- _EXERCISE REQUIREMENTS_
Repeat exactly, and only, the lines from the line containing "For every instance of the ceiling vent, imagine" through the last line of the records below, including both.

-------- RECORDS SHOWN --------

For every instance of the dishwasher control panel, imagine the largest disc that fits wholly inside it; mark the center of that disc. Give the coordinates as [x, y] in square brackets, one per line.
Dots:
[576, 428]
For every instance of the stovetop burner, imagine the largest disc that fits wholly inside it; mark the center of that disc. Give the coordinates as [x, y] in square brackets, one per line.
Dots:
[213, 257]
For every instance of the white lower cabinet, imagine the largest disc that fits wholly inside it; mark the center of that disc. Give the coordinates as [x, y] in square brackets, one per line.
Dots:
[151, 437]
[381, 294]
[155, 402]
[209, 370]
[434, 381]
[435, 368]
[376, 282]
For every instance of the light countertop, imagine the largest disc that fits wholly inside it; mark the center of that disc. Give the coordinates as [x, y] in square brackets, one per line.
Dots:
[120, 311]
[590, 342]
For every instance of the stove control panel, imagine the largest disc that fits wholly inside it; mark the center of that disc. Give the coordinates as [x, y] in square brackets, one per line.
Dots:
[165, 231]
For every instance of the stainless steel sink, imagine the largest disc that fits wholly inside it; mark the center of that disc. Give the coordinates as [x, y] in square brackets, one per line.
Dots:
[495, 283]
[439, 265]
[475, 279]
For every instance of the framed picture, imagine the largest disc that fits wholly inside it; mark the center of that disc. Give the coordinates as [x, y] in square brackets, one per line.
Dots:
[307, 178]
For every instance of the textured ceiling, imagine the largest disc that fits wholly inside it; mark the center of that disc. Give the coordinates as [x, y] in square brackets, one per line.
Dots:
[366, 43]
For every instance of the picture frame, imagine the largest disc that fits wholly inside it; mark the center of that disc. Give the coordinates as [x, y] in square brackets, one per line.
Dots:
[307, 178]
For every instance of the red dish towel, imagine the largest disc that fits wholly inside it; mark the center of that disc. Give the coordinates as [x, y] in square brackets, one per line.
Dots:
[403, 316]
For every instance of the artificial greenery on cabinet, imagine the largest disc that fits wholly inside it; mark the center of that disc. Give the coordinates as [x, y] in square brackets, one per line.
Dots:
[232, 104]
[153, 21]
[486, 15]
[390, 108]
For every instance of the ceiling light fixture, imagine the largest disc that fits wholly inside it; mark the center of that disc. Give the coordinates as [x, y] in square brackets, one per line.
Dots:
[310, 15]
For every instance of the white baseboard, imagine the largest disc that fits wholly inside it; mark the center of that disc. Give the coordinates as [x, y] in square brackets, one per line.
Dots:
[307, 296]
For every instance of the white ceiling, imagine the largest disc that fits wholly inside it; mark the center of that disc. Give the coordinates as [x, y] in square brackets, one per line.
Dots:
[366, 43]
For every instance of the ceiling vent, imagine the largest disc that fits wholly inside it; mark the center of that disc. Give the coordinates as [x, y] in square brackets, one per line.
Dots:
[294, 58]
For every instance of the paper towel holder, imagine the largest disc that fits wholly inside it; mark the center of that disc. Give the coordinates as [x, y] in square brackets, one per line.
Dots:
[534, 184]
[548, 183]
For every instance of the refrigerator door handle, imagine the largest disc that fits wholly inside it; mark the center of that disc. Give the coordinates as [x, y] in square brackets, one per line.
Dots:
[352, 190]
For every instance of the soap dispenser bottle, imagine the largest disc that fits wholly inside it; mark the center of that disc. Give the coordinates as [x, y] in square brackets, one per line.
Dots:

--------

- _WRITTEN ANSWER_
For every instance of the ceiling vent, imagine the largest disc that fits wholly inside it; mark the center of that disc. Give the coordinates as [x, y] in square brackets, one per line.
Dots:
[294, 58]
For every instance of the paper towel holder, imagine the largest disc that fits wholly inside it; mark the center of that disc. Give the coordinates as [x, y] in square brackets, one per line.
Dots:
[534, 184]
[548, 183]
For every instance of the refrigerator door handle, imagine the largest disc that fits wholly inside it; mark the center of that disc. Give the coordinates as [x, y] in square brackets, one per line.
Dots:
[352, 190]
For every instance of the soap dispenser bottle, imagine the largest disc that fits wholly inside it; mark the center of that disc. Give the coordinates as [x, y] in square brackets, one per line.
Dots:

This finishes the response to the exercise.